**TRY IT**: Provide the records once more, identical to the original.

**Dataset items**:
==============================

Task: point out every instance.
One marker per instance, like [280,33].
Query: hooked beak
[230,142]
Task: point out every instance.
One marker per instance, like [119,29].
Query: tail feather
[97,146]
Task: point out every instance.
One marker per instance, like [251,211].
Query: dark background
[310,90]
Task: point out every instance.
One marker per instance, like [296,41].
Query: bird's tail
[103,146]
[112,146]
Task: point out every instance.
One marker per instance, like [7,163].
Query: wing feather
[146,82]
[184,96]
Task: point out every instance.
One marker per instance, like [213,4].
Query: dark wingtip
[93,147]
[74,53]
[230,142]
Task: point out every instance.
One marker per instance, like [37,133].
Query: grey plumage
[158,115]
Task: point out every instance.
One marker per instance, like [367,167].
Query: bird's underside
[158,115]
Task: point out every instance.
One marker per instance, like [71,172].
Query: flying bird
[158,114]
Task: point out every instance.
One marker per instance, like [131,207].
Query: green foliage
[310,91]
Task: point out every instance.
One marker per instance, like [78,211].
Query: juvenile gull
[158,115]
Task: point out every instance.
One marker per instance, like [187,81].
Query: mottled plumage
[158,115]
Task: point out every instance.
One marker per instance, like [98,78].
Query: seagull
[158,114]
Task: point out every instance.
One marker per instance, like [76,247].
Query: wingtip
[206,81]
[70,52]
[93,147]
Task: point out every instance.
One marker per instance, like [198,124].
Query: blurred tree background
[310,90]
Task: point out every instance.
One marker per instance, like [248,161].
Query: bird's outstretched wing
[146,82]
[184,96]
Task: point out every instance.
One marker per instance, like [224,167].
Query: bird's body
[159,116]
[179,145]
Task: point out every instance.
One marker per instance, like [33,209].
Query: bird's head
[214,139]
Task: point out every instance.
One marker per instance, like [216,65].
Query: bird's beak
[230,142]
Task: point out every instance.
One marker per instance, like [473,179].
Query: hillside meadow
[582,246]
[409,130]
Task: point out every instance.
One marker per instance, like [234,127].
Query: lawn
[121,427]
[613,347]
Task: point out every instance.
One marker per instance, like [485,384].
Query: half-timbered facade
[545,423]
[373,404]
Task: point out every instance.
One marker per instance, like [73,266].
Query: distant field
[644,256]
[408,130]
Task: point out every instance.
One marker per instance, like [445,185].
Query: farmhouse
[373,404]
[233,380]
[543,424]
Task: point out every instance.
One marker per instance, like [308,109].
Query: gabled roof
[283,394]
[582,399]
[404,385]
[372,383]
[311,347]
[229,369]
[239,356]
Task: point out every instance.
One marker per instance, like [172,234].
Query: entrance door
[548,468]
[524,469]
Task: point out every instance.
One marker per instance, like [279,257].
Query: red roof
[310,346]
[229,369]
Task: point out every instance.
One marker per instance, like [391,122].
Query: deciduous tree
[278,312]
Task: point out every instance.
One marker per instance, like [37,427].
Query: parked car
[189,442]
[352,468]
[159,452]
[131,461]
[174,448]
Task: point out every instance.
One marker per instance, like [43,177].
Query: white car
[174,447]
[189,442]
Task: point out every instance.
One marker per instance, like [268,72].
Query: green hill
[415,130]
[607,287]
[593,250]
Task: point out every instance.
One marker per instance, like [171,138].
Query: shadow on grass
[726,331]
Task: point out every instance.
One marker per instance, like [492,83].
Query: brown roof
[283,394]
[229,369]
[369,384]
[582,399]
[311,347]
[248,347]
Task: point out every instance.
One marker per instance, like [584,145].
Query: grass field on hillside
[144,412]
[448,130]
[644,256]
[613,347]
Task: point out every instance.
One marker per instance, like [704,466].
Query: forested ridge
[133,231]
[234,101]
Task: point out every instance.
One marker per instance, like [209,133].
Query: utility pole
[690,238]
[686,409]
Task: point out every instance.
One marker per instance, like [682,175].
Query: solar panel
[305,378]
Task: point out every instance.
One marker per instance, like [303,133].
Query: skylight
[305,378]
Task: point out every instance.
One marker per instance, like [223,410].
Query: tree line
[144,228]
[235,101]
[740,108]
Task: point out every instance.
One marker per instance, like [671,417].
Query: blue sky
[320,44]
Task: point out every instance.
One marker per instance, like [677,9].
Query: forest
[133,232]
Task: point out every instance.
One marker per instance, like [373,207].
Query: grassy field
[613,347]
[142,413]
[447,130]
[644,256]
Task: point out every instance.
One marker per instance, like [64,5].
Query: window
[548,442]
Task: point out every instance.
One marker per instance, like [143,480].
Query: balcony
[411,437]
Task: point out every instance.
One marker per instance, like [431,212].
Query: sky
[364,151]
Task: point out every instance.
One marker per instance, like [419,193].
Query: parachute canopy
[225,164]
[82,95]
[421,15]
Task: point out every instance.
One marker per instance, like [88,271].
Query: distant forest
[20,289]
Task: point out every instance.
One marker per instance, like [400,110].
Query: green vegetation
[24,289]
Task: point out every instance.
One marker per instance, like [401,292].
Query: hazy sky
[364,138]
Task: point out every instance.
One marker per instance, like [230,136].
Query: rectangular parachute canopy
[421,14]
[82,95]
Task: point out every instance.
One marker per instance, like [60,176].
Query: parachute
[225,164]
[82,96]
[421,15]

==============================

**YOUR SOLUTION**:
Task: point out every instance.
One marker per instance, like [280,33].
Query: hooked beak
[230,142]
Task: point out every instance.
One marker per instance, like [119,29].
Query: tail feather
[97,146]
Task: point out every instance.
One marker per instance, like [251,211].
Query: dark background
[310,90]
Task: point out every instance.
One marker per instance, like [296,41].
Query: bird's tail
[103,146]
[112,146]
Task: point out every instance.
One marker per instance, like [7,163].
Query: wing feather
[146,82]
[184,96]
Task: point out every instance.
One marker per instance, like [213,4].
Query: dark wingtip
[93,147]
[74,53]
[230,142]
Task: point out every instance.
One marker per instance, like [37,133].
Query: grey plumage
[158,115]
Task: point out every instance.
One marker per instance, like [367,167].
Query: bird's underside
[158,115]
Task: point out every instance.
One marker per instance, like [71,172].
Query: flying bird
[158,114]
Task: point out every instance.
One marker per instance, like [131,207].
Query: green foliage
[310,91]
Task: point out every instance.
One marker per instance, like [78,211].
Query: juvenile gull
[158,115]
Task: point out every instance.
One marker per instance, like [187,81].
Query: mottled plumage
[158,115]
Task: point out every instance.
One marker per instance, like [98,78].
Query: seagull
[158,114]
Task: point out every instance.
One marker per instance, like [76,247].
Query: wingtip
[206,81]
[70,52]
[93,147]
Task: point out every instance.
One marker per instance, like [198,124].
Query: blurred tree background
[310,90]
Task: point out every instance.
One marker per instance, like [248,161].
Query: bird's outstretched wing
[146,82]
[184,96]
Task: point out every instance.
One marker per instance, like [224,167].
Query: bird's body
[159,116]
[179,145]
Task: point out every instance.
One marker per instance, like [33,209].
Query: bird's head
[214,139]
Task: point out every instance.
One marker per instance, like [216,65].
Query: bird's beak
[230,142]
Task: point out every instance.
One marker per instance, like [473,179].
Query: hillside meadow
[582,246]
[409,130]
Task: point out every instance.
One marker per instance, like [234,127].
Query: lawn
[121,427]
[613,347]
Task: point out every instance.
One marker per instance, like [485,384].
Query: half-timbered facade
[545,423]
[373,404]
Task: point out every instance.
One marker per instance, like [73,266].
Query: distant field
[644,256]
[408,130]
Task: point out every instance.
One marker per instance, like [445,185].
Query: farmhouse
[373,404]
[233,380]
[543,424]
Task: point out every instance.
One marker per instance, like [308,109].
Query: gabled roof
[283,394]
[582,399]
[404,385]
[372,383]
[311,347]
[229,369]
[239,356]
Task: point out every instance.
One marker per instance, like [172,234].
Query: entrance door
[548,468]
[524,469]
Task: point out every instance.
One marker per instance, like [279,257].
Query: red roof
[310,346]
[229,369]
Task: point out every instance.
One marker per instance, like [391,122].
Query: deciduous tree
[278,312]
Task: point out every instance.
One marker per instance, like [37,427].
Query: parked car
[189,442]
[352,468]
[159,452]
[131,461]
[174,448]
Task: point out every instance.
One marker per instance, like [43,177].
Query: white car
[174,447]
[189,442]
Task: point out every instance.
One marker per instance, like [268,72].
Query: green hill
[415,130]
[607,287]
[593,250]
Task: point out every instance.
One marker per instance, like [171,138].
Query: shadow on grass
[726,331]
Task: point out every instance.
One marker per instance, like [492,83].
Query: brown roof
[283,394]
[229,369]
[369,384]
[582,399]
[311,347]
[248,347]
Task: point out every instance.
One marker per instance, like [584,145].
Query: grass field on hillside
[144,412]
[448,130]
[644,256]
[613,347]
Task: point out every instance.
One marker per instance, like [704,466].
Query: forested ridge
[133,231]
[234,101]
Task: point out every instance.
One marker per instance, like [209,133].
Query: utility pole
[690,238]
[686,409]
Task: point out every instance.
One marker per instance, like [682,175].
Query: solar panel
[305,378]
Task: point out every instance.
One marker per instance, like [303,133].
Query: skylight
[305,378]
Task: point out every instance.
One marker per instance, like [223,410].
Query: tree line
[144,228]
[235,101]
[740,108]
Task: point out every instance.
One marker per instance, like [671,417].
Query: blue sky
[320,44]
Task: point out every instance.
One marker per instance, like [677,9].
Query: forest
[133,232]
Task: point out every instance.
One marker per instance, like [373,207].
Query: grassy field
[613,347]
[142,413]
[447,130]
[644,256]
Task: point out every instance.
One marker per instance, like [64,5].
Query: window
[548,442]
Task: point out every instance.
One marker per instance, like [143,480].
Query: balcony
[411,437]
Task: point out every instance.
One marker per instance, like [431,212].
Query: sky
[364,151]
Task: point out every instance.
One marker per instance, like [419,193].
Query: parachute canopy
[225,164]
[82,95]
[421,15]
Task: point out every instance.
One marker per instance, like [88,271].
Query: distant forest
[20,289]
Task: point out every instance.
One marker per instance, like [400,110].
Query: green vegetation
[24,289]
Task: point out every instance.
One marker per instance, like [401,292].
Query: hazy sky
[364,138]
Task: point out every instance.
One marker per instance, like [230,136].
Query: rectangular parachute canopy
[421,14]
[82,95]
Task: point out every instance.
One marker per instance, like [60,176].
Query: parachute
[225,164]
[82,96]
[421,15]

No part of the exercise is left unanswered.